◆ Stated goal
Copy out each line below exactly as it appears.

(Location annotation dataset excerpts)
# # #
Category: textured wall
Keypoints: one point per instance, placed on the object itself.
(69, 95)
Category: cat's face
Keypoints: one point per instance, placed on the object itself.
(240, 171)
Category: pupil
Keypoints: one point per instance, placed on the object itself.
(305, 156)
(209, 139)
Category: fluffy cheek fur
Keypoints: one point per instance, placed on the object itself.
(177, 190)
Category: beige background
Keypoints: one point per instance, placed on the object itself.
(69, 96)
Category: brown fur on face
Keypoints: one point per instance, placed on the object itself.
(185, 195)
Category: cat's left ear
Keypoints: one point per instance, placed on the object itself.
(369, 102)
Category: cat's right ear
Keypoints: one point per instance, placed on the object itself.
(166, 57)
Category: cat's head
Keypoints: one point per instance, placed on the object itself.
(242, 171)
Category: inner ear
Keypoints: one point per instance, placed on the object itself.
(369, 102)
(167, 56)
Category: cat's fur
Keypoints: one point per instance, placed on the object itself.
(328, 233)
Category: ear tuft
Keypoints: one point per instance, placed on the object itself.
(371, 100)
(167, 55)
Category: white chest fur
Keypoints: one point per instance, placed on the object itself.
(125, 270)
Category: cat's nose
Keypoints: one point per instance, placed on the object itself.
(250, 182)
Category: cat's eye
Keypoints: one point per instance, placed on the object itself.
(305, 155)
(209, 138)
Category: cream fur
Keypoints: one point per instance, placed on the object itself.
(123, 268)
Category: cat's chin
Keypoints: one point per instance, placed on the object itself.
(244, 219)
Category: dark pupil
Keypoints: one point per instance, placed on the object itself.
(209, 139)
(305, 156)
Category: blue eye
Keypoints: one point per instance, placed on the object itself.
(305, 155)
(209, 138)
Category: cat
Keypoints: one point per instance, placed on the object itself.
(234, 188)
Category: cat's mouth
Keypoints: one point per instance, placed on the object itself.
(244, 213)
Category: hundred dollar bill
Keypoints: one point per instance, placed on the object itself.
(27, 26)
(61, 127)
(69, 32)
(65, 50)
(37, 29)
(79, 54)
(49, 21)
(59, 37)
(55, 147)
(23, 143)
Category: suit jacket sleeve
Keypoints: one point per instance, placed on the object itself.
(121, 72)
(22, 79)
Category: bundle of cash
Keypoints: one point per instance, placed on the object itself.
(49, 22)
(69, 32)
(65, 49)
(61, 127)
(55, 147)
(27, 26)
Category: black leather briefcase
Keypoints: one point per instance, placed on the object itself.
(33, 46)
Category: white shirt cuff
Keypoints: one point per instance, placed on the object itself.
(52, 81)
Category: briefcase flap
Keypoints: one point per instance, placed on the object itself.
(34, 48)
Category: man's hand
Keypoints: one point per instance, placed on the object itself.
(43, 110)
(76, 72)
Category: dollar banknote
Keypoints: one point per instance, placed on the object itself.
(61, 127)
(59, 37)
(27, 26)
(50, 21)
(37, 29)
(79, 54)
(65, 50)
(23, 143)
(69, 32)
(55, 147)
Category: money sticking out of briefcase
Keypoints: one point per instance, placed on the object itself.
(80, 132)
# # #
◆ Result
Category: textured wall
Keypoints: one point per instance, placed on the object itself.
(69, 95)
Category: cat's face
Keypoints: one point per instance, placed on the object itself.
(240, 171)
Category: pupil
Keypoints: one point per instance, placed on the object itself.
(305, 156)
(209, 139)
Category: fluffy cheek fur
Keypoints: one point per instance, placed on the object itself.
(177, 190)
Category: beige background
Keypoints: one point per instance, placed on the object itself.
(69, 96)
Category: brown fur on face
Keypoints: one point per instance, placed on the object itself.
(185, 195)
Category: cat's left ear
Keypoints: one point per instance, placed on the object itself.
(369, 102)
Category: cat's right ear
Keypoints: one point per instance, placed on the object itself.
(166, 57)
Category: cat's head
Keypoints: one point per instance, placed on the object itself.
(242, 171)
Category: inner ear
Keypoints: one point per instance, placed on the object itself.
(369, 102)
(167, 56)
Category: cat's fur
Keypoints: one point per instance, placed on the object itself.
(328, 233)
Category: ear tuft
Keypoints: one point per instance, placed on the object itself.
(371, 100)
(167, 55)
Category: white chest fur
Keypoints: one point per instance, placed on the object itself.
(125, 270)
Category: cat's nose
Keypoints: one point per instance, placed on the object itself.
(250, 182)
Category: cat's eye
Keypoints: one point per instance, placed on the object itself.
(305, 155)
(209, 138)
Category: cream fur
Keypoints: one point per instance, placed on the object itself.
(123, 268)
Category: cat's chin
Keypoints: one point per instance, placed on the object itself.
(244, 219)
Category: dark pupil
Keypoints: one point per instance, placed on the object itself.
(209, 139)
(305, 156)
Category: blue eye
Keypoints: one point per instance, placed on the object itself.
(305, 155)
(209, 138)
Category: cat
Keypoints: one point per instance, placed on the object itself.
(234, 188)
Category: cat's mouth
Keypoints: one point per instance, placed on the object itself.
(244, 213)
Category: hundred dollar bill
Keypoints: one point per instance, placed on the object itself.
(27, 26)
(61, 127)
(69, 32)
(65, 50)
(37, 29)
(79, 54)
(49, 21)
(59, 37)
(55, 147)
(23, 143)
Category: suit jacket sleeve
Keypoints: one point per instance, placed on the object itself.
(121, 72)
(22, 79)
Category: bundle of cash
Keypoints: one point per instance, placed on the object itself.
(49, 22)
(69, 32)
(65, 49)
(61, 127)
(55, 147)
(27, 26)
Category: black leather briefcase
Keypoints: one point per instance, placed on the object itself.
(33, 46)
Category: white shirt cuff
Keypoints: one point per instance, placed on the object itself.
(52, 81)
Category: briefcase flap
Keypoints: one point per instance, placed on the object itself.
(34, 48)
Category: man's hand
Keypoints: one point per instance, placed on the object itself.
(43, 110)
(76, 72)
Category: dollar banknote
Keypoints: one point per instance, placed on the object itself.
(61, 127)
(59, 37)
(27, 26)
(50, 21)
(37, 29)
(79, 54)
(65, 50)
(23, 143)
(69, 32)
(55, 147)
Category: money sticking out of briefcase
Keypoints: one point per instance, placed on the object itself.
(80, 132)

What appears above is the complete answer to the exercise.